● **Выбранный текст**:
_____
Функциональный анализ, пользуясь одним из мощных средств своего арсенала - теорией нормированных пространств, смог обобщить подобные чудеса на случай, когда x и y не числа, а тоже функции (или матрицы, линии, операторы). Дифференциальное исчисление в нормированных пространствах - это вещь настолько же эстетичная, насколько и практичная. Достаточно упомянуть вариационное исчисление - способы минимизации функционала, т. е. числовой функции от функции. Значение этого математического аппарата, говоря философски, связано с тем, что природа - известный эконом. Она реализует из многих возможностей движения, эволюции ту, на которой достигается минимум определенного количества: энергии, действия, времени. Правда, далеко не во всех случаях люди поняли, что именно экономит природа. Может быть, иногда она работает по принципу наименьшего интеллекта или наибольшей вредности. Это еще предстоит открыть. Однако эмпирические законы бутерброда (падает всегда маслом вниз), Паркинсона, исторический опыт показывают, что подготовительная работа к подобным открытиям идет.

Во всяком случае, уже ясно, что следует экономить человеку, предприятию, государству, чтобы быть богатым - надо экономить деньги. Совершенно напрасно, в своё время, Л.И.Брежневу ставили в упрёк его знаменитую фразу: “Экономика должна быть экономной” - это же абсолютно содержательно и верно. Видимо, люди были недовольны тем, что этот принцип не применяется его автором в управлении страной. Сейчас люди опять недовольны тем, что этот принцип применяется в управлении страной, поскольку он требует уплаты налогов и устранения многочисленных “халяв” (простите за сленг).

РАЙ НАДО ЗАСЛУЖИТЬ

Мы кратко охарактеризовали возможности предельного обобщения концепций близости и линейности, т. е. то, чем занимается функциональный анализ в узком смысле этого термина. Но можно продвигаться и дальше по пути обобщения. Если избавить множества от линейной, топологической или алгебраической структуры, то останется только чистая идея множества как совокупности его элементов. Это, наверно, самая абстрактная из математических абстракций. Казалось бы, какую теорию можно построить на таком бедном основании? Оказывается можно, да еще какую! Именно о ней Д. Гильберт говорил: “Никто не сможет нас изгнать из рая, созданного для нас Кантором”. (Георг Кантор — один из создателей теории множеств). Дело в том, что в понятие множества входят и бесконечные множества, элементы которых нельзя “пересчитать” за конечное число шагов, добавляя по одному к предыдущим. Благодаря этому обстоятельству, идея множества оказывается богатой весьма непростыми и неочевидными, а главное - очень общими, выводами.

Так, в теории множеств формируется самое общее понятие соотношений между математическими объектами, рассматриваемыми как элементы одного или нескольких множеств. Выделяются и исследуются основные типы соотношений, постоянно встречающихся в математике. Чтобы понять, какова природа получаемых при этом результатов, разберем конкретный пример - так называемое соотношение эквивалентности.
_____
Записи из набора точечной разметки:
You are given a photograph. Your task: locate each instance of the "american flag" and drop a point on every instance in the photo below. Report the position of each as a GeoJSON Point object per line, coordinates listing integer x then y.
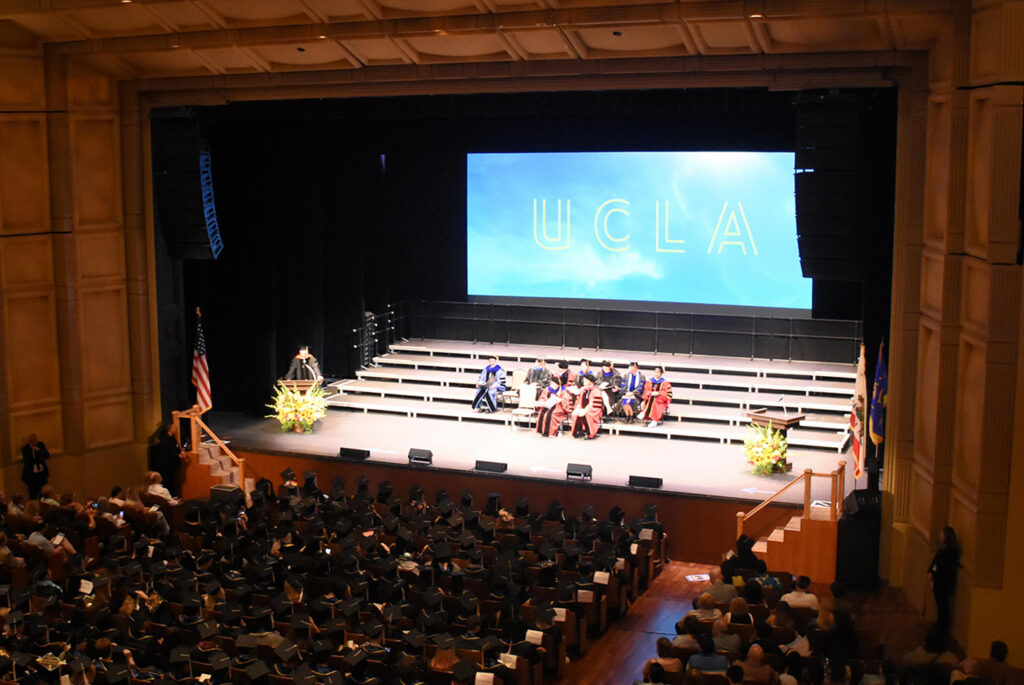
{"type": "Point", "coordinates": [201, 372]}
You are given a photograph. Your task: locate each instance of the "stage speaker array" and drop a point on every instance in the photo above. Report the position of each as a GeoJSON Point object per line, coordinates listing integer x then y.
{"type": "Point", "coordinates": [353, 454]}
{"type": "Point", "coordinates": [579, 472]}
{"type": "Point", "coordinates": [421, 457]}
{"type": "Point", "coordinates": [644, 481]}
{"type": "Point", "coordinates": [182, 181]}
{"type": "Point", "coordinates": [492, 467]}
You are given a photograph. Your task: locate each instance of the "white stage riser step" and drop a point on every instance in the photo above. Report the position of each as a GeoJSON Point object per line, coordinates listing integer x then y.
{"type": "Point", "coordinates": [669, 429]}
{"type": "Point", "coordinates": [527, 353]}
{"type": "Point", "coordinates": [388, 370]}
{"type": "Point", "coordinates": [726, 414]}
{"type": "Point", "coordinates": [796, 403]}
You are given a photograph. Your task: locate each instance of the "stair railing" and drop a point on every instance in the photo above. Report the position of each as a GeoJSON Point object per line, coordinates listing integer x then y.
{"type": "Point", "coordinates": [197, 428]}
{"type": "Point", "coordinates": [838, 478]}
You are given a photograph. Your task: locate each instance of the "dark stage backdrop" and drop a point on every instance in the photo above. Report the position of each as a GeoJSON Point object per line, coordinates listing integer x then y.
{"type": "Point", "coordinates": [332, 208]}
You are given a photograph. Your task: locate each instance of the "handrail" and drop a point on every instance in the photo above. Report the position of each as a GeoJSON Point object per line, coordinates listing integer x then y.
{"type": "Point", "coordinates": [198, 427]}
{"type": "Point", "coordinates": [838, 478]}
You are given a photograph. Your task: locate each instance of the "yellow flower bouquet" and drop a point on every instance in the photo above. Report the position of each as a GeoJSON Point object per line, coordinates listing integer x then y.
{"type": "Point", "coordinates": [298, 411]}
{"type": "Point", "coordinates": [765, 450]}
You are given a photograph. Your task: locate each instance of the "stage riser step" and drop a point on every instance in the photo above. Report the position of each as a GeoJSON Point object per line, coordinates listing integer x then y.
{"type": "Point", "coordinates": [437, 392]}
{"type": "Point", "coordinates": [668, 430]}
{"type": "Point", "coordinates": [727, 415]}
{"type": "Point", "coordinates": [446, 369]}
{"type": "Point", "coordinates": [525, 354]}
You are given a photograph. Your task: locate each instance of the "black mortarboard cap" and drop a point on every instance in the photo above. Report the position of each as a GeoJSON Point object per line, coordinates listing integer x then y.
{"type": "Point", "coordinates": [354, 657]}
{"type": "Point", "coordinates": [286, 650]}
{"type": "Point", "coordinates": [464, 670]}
_____
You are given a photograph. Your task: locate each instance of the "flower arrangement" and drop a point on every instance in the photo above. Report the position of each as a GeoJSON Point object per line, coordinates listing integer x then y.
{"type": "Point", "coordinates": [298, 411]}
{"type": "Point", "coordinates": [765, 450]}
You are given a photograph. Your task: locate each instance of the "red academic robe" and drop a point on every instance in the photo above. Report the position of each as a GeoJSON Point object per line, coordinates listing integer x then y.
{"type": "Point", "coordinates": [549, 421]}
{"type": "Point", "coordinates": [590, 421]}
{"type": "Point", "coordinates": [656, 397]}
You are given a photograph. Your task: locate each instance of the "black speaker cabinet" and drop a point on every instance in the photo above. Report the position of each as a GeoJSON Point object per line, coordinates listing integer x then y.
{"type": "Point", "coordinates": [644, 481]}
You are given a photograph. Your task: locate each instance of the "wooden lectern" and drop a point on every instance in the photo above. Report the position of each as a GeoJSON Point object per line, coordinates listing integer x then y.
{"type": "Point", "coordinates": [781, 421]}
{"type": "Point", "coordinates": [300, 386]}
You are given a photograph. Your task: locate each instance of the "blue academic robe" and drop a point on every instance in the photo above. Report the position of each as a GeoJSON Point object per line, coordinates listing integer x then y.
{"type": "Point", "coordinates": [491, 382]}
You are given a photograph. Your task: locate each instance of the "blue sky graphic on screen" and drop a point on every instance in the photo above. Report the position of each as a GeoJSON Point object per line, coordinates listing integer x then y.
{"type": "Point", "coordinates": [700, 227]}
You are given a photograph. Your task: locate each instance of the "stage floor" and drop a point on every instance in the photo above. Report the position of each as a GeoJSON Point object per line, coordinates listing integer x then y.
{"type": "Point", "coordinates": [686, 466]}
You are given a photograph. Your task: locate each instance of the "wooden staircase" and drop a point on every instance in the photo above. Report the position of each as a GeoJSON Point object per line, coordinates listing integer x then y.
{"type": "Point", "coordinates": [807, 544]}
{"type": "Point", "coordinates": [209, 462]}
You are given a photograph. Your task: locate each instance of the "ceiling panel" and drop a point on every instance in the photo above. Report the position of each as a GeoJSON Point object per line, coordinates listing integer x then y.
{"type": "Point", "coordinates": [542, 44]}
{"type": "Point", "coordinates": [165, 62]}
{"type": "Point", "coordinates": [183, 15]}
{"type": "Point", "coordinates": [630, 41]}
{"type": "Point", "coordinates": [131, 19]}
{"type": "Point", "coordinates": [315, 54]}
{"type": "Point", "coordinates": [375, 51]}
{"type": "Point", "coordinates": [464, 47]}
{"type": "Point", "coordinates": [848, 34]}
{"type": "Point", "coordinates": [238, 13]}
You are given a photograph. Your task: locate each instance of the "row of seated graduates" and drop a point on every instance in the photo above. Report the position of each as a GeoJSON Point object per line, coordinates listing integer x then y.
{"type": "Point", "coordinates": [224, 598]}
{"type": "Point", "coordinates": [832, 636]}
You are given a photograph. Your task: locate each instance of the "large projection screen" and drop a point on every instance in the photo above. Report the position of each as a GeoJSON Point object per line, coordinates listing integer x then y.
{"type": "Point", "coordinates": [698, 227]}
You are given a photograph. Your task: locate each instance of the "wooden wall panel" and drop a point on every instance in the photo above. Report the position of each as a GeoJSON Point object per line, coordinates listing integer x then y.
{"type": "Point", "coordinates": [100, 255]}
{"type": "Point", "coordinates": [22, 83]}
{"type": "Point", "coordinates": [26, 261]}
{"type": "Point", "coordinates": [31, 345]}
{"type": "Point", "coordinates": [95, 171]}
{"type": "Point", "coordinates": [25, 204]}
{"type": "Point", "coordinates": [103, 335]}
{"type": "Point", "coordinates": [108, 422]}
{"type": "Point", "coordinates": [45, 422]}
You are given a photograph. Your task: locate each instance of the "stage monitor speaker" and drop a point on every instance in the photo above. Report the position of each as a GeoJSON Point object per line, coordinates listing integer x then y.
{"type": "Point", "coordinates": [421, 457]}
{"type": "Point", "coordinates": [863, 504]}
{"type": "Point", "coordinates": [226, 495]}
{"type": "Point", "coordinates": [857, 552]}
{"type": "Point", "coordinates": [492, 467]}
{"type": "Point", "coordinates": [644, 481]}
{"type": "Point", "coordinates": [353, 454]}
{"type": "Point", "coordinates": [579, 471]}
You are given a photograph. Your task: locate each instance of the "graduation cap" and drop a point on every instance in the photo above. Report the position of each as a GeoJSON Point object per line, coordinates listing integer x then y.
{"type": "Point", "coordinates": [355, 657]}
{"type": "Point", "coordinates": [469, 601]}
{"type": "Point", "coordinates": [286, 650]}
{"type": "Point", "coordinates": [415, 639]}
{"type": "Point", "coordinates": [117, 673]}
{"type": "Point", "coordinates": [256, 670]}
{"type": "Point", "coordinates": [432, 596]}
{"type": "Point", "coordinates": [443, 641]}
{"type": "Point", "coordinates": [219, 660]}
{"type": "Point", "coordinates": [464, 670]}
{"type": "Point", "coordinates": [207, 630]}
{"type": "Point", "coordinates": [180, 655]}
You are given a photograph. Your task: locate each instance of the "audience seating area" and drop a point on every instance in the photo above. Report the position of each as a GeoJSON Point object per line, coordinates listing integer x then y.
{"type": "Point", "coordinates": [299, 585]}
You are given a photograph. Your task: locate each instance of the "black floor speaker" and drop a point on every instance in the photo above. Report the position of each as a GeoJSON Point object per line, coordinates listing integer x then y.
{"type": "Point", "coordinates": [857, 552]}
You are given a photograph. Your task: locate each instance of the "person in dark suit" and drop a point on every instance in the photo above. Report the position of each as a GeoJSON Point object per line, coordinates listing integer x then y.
_____
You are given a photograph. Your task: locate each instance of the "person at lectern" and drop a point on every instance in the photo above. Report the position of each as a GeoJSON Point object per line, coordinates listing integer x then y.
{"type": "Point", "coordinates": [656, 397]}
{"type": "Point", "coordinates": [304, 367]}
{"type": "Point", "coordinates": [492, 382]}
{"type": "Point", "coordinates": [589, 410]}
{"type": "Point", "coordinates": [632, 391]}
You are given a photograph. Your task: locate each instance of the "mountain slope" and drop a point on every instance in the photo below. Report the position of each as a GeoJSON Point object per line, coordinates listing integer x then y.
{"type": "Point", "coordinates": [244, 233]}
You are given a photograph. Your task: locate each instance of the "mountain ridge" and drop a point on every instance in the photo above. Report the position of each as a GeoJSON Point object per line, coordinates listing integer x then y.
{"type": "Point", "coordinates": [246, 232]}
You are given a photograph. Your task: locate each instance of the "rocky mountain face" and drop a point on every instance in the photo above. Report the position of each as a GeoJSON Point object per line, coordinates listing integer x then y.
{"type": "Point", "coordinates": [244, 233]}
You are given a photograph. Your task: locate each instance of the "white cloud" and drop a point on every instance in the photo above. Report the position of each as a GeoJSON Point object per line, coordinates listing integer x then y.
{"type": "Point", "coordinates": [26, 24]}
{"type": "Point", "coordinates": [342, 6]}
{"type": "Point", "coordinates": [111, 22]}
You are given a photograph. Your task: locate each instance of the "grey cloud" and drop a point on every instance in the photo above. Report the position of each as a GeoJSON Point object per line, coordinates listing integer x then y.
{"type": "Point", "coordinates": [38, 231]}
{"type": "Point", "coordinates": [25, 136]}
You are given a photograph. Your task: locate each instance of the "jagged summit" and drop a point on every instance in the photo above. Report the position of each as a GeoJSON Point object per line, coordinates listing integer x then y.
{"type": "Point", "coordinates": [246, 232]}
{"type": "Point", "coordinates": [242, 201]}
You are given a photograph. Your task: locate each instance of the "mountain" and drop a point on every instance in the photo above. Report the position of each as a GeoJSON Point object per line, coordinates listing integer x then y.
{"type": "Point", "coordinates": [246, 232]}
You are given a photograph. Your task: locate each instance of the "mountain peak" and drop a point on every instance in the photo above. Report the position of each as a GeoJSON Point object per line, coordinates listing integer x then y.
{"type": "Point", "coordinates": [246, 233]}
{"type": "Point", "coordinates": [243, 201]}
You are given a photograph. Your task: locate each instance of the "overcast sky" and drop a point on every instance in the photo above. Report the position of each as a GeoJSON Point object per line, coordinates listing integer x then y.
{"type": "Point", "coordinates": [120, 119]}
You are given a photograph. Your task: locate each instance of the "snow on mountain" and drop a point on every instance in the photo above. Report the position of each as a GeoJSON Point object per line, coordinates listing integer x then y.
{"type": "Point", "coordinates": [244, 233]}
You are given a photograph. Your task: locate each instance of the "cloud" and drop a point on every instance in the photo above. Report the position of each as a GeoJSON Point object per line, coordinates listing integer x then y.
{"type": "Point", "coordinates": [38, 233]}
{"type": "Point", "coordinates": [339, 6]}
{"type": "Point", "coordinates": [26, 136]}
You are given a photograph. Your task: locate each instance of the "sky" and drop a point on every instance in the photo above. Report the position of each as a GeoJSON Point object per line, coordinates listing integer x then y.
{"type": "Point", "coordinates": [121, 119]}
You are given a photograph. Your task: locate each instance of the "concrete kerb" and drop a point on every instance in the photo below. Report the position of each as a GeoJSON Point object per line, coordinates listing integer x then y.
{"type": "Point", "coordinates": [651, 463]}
_____
Чьи слова о рае, созданном Кантором, приводятся в тексте о функциональном анализе?

● **Результат**: Д. Гильберта.